* **Problem to solve**: Transcribe the following lines word for word, leaving out the pictures.

--- start of Data excerpts ---

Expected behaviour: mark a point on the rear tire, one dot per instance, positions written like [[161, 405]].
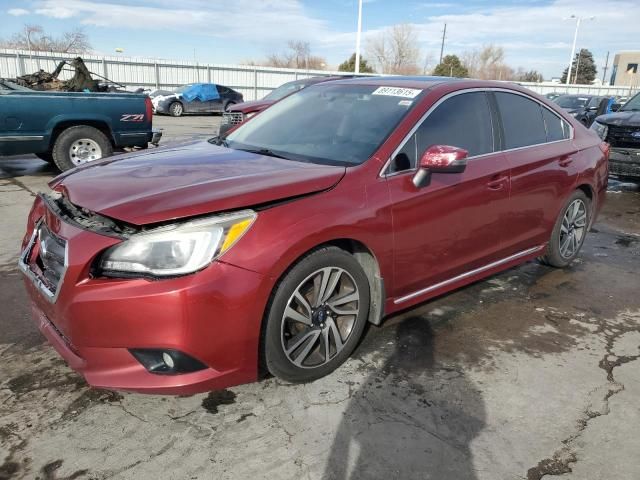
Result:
[[327, 322], [176, 109], [569, 231], [93, 143]]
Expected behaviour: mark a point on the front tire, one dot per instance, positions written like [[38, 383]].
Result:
[[316, 316], [569, 231], [78, 145]]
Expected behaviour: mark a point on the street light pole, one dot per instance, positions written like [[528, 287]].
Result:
[[573, 49], [357, 69]]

--- end of Data excerpts ---

* **Full response**:
Expected behaviour: mark a point on the rear tire, one dot per instance, positions written like [[161, 405]].
Result:
[[327, 322], [176, 109], [569, 231], [93, 143]]
Expected behaviour: mark a point on the front tire, one dot per instance, positions written like [[38, 383]].
Result:
[[316, 316], [569, 231], [78, 145]]
Expected behaviour: mark a point on the street light pole, one dot per instance, positions written like [[528, 287]].
Result:
[[573, 49], [357, 69]]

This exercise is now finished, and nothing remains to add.